--- THE DATA ---

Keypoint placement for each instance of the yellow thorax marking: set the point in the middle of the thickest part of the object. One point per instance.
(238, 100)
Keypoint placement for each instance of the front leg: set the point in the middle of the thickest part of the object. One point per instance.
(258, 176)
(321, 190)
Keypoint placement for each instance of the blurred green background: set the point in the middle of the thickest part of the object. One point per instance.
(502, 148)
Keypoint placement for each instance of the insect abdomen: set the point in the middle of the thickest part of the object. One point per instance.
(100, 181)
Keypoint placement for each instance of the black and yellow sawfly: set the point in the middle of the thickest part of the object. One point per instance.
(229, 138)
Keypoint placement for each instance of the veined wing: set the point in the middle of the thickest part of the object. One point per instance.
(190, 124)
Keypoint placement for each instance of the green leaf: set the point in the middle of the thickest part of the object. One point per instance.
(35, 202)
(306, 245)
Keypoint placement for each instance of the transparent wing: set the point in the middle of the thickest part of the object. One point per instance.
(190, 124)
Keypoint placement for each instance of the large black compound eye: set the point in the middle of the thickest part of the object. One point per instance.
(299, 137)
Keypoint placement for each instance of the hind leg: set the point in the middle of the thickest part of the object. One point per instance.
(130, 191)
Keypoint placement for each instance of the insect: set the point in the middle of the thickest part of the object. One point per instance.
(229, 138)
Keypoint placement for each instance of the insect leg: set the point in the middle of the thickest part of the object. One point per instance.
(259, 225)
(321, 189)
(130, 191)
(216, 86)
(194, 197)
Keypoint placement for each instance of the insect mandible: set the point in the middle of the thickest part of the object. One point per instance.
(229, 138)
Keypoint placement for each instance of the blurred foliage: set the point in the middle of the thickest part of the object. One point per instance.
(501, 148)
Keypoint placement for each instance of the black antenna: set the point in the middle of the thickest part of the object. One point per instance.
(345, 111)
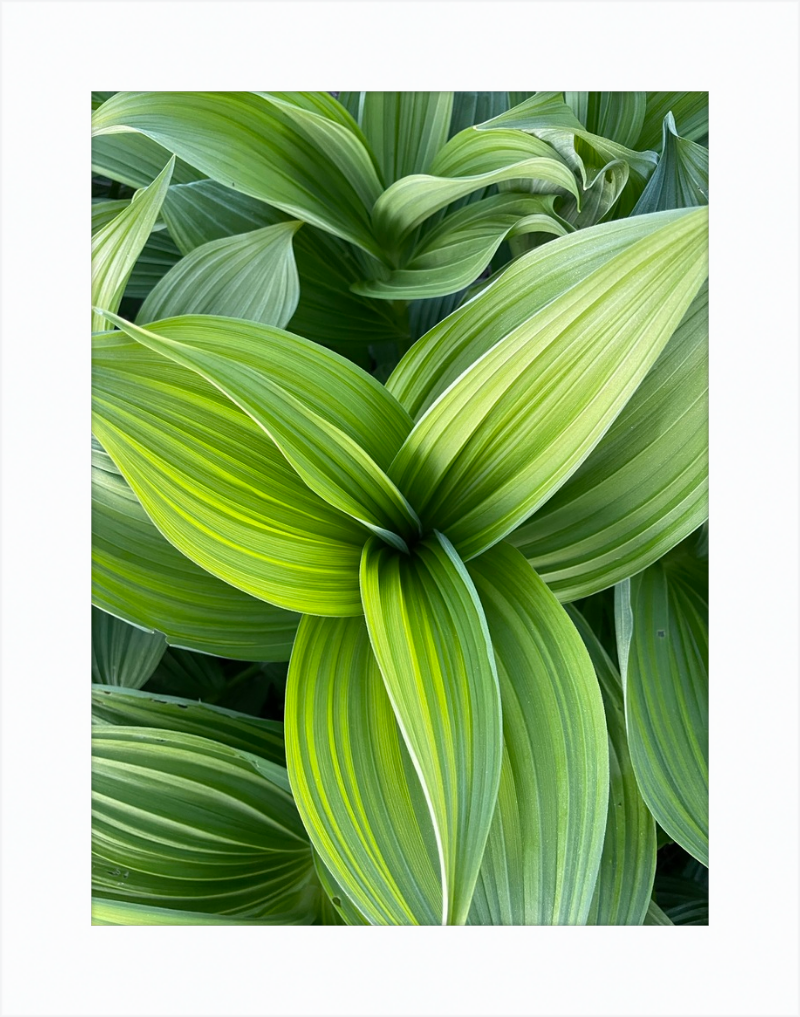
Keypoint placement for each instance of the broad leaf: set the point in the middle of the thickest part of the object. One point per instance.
(546, 838)
(663, 640)
(138, 576)
(122, 655)
(431, 641)
(336, 425)
(218, 487)
(518, 422)
(116, 246)
(184, 822)
(624, 885)
(645, 485)
(353, 780)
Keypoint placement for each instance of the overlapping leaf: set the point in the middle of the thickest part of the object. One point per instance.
(137, 575)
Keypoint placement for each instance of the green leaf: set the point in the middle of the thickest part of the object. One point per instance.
(252, 276)
(690, 110)
(353, 779)
(663, 640)
(129, 708)
(116, 246)
(624, 885)
(517, 423)
(431, 641)
(545, 843)
(138, 576)
(183, 822)
(335, 424)
(405, 129)
(218, 487)
(281, 151)
(681, 178)
(645, 485)
(122, 655)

---

| WHAT THIS TASK INVOLVES |
Transcribe the records above exactly as they appear, leaving out any pictures.

| RESULT OF THIS TASK |
Keypoint placement for each instance of the yellow thorax marking: set the point in the middle of the thickest part of the object. One point per instance.
(238, 100)
Keypoint placement for each instance of the front leg: set the point in the middle of the thickest part of the object. One point per instance.
(258, 176)
(321, 190)
Keypoint placement for each instance of the blurred green background: set the point in the middle of the thickest part of the object. One point per instance.
(502, 148)
Keypoint placement for each instance of the insect abdomen: set the point in the middle of the thickest part of the object. One point per instance.
(100, 181)
Keypoint placement for each instance of the black and yellow sawfly: set the point in the middle of the thickest part of the object. One point per instance.
(229, 138)
Keypoint placement for each instance of the veined wing: set the point in the middle of the thickest part of the object. One point per instance.
(190, 124)
Keypoint placement for each instance of the green leaf: set the point in the middle of the thickest part of the object. One point per instance.
(35, 202)
(306, 245)
Keypoint placement for each instance of the transparent wing: set the point in the middle of the thickest part of the object. One point per instance.
(190, 124)
Keypoint placement for each instance of the large black compound eye: set the point in the middle of the thickest part of the object. One point per instance.
(299, 137)
Keypoint placement for each instance of the hind leg: set the point in the middle of the thickest part of the object. One point per instance.
(130, 191)
Keypoint placement for each instance of the insect: set the point in the middle of the thickest part of the object. One point per instance.
(229, 138)
Keypoint placement for each instance of the insect leg: set the point in the middle of the thickest part of the object. One point per instance.
(259, 225)
(321, 189)
(130, 191)
(216, 86)
(194, 197)
Keypoint placement for each instance of the insect mandible: set the point in the middle of the thickest part of the object. One point per instance.
(229, 138)
Keypoint placement for each instance of the blurred foliage: set the point in the middle of the thickest part of the object. One point per instance.
(501, 148)
Keypoint placement for each instance of the black antenna: set the point in the middle of the thickest part of the object. One point per instance.
(345, 111)
Keypoint placement for each instance of the broad leaf: set the point in the middle of the thickest part of the object. One point per instance.
(546, 838)
(663, 640)
(138, 576)
(122, 655)
(431, 641)
(336, 425)
(218, 487)
(518, 422)
(116, 246)
(184, 822)
(624, 885)
(645, 485)
(353, 780)
Keypoint placement for each instance of the overlapping leaf: set the point in the middle of the thickest part of the object. One point per instance.
(137, 575)
Keypoint placement for each instance of the green leaf: set the point in the middle of the thickest part of the object. One point per instance.
(252, 276)
(690, 110)
(353, 779)
(663, 640)
(129, 708)
(116, 246)
(624, 885)
(517, 423)
(431, 641)
(545, 843)
(138, 576)
(183, 822)
(335, 424)
(405, 129)
(218, 487)
(281, 151)
(681, 178)
(645, 485)
(122, 655)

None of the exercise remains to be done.